TEXT SEGMENT:
|---|
1- I don't really think the type of nipple matters much, actually. We tried a couple, but it seemed pretty obvious that she knew how to use the nipple (she'd sometimes eat an ounce or so) but then just start screaming. She just wanted the real deal, no substitutes. So, we just went back to the one that I wanted to use (because we had the most of them) and she eventually like it fine. (The Medela brand)

2- We originally had someone else (usually my husband) try giving her the bottle. This did not work. After my husband trying a bottle a day for several days, (and getting nothing but screaming) I finally said, "this isn't working, I'm going to try to give it to her myself." Then, I tried giving her a bottle for one feeding a day (I found the second feeding of the day was best to try the bottle.) At first, it went no better for me. (be prepared to have your heart broken. Claire would scream, then stop, turn her head right to my breast and start mouthing, I about died.) But I knew that it would be best for her in the end, so I didn't give up.

3- I would try to get her to drink a little from the bottle, coaxing her. Every day, once a day, one feeding would be from the bottle. (If she didn't drink much, I'd put it back in the fridge and try next feeding, or sometimes then in an hour or two when she would be hungry again, just breastfeed her. I tried never to immediately switch from the bottle to the breast so that she wouldn't think she could hold out for the good stuff.) ***We figured that maybe a jump from eating from a bottle and from a different person might be too much to handle, so we hoped that if she could learn to drink from a bottle from me (her favorite person in the world then later she might be ok learning to drink from someone else.

It took us a whole month of doing this one bottle a day thing, but then finally, two days before I was to return to work (Claire was ~9 weeks old when I went back to lab). She finally took the bottle from my husband (who is staying home with her this month, except for the few days a week I bring her with me to work.) without any complaining!!!! Yay!! It was a beautiful day!!
|---|
RECORD EXTRACTS:
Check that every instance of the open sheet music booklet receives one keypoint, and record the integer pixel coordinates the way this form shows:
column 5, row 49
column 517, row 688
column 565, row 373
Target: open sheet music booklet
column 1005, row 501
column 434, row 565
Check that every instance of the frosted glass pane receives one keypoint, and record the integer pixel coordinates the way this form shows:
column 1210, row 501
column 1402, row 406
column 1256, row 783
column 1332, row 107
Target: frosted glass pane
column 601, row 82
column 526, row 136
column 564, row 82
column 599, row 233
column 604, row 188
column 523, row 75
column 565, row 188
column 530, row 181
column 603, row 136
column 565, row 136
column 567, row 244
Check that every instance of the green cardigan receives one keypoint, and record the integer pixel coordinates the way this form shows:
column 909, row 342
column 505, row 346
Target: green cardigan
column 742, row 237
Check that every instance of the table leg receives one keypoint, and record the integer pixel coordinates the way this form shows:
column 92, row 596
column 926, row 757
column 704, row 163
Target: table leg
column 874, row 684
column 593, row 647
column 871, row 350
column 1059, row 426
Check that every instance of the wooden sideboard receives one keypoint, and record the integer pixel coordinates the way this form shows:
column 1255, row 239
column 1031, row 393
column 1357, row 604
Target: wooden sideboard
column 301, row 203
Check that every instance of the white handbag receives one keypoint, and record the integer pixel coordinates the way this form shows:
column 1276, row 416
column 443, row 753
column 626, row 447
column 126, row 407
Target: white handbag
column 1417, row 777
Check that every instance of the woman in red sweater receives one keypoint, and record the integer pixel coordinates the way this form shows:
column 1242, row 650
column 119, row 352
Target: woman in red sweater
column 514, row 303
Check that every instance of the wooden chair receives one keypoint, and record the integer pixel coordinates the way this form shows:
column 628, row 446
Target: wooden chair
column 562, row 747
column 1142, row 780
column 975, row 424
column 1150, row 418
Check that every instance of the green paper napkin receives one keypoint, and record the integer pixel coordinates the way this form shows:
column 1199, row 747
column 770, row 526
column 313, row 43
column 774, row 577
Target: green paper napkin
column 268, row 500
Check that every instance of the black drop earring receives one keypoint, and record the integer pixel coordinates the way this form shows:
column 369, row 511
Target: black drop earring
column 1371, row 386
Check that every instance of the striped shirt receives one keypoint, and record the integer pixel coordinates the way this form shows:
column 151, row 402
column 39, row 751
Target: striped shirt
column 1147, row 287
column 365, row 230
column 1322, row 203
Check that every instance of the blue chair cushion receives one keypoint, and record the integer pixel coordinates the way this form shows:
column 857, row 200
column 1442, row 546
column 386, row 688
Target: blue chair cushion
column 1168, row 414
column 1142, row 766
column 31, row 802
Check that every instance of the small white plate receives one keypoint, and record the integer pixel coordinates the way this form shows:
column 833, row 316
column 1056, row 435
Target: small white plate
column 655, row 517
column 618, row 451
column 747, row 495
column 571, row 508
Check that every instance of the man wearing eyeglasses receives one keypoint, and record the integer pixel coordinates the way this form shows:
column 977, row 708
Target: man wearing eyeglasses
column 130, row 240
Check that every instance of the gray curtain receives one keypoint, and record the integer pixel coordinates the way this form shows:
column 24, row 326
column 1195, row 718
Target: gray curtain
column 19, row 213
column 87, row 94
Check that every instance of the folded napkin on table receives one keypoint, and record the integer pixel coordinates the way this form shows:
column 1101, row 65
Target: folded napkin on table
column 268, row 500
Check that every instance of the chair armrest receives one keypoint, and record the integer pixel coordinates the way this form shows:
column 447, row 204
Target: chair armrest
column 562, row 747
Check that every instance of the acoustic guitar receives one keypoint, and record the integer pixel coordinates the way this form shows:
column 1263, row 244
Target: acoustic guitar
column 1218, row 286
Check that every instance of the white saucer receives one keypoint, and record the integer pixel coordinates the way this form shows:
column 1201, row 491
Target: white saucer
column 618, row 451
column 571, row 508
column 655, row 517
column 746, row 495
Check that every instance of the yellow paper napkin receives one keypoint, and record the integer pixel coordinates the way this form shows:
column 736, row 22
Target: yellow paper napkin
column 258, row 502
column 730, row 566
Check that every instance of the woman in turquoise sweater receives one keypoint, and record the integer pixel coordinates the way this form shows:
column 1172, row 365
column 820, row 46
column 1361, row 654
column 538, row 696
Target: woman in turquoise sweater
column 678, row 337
|---|
TASK OBJECTIVE: Carry on the account of teaching a breastfed baby to take a bottle, starting after its last sentence. The items come from a separate source and have no connection to the text.

TASK ANSWER:
As far as pumping goes: pump after you feed her, every single time, for 5-10 minutes (double pumping). And start saving that milk. At first you won't get much and you'll have to use it for the practice bottles, but it will get easier to pump more and more. Then, you'll also be able to pump after you give her the practice bottle and get more because it's a 'missed feeding.' And then you can start freezing the bits to combine later for when you go back to work. It's really only the first day back that's an issue because you'll hopefully be able to pump enough the first day back for your second day. (Pump every 2 hours at first, especially if you're having problems getting a lot.) Also, make sure you're well hydrated. After I've gone back to work I've had a few issues with having a busy day and not drinking enough water and then not having as much milk. Now I really try to drink lots!

ok, I've rambled on long enough. Probably other people in breastfeeding forum have shared this stuff too, anyway. I hope it helps! Good luck!

p.s. I've had good luck trying to get both Claire, and another baby who refused a bottle, to eat while they were crying by feeding them while standing up and doing deep knee bends and 'jiggling.' Plus, you'll get really, really strong!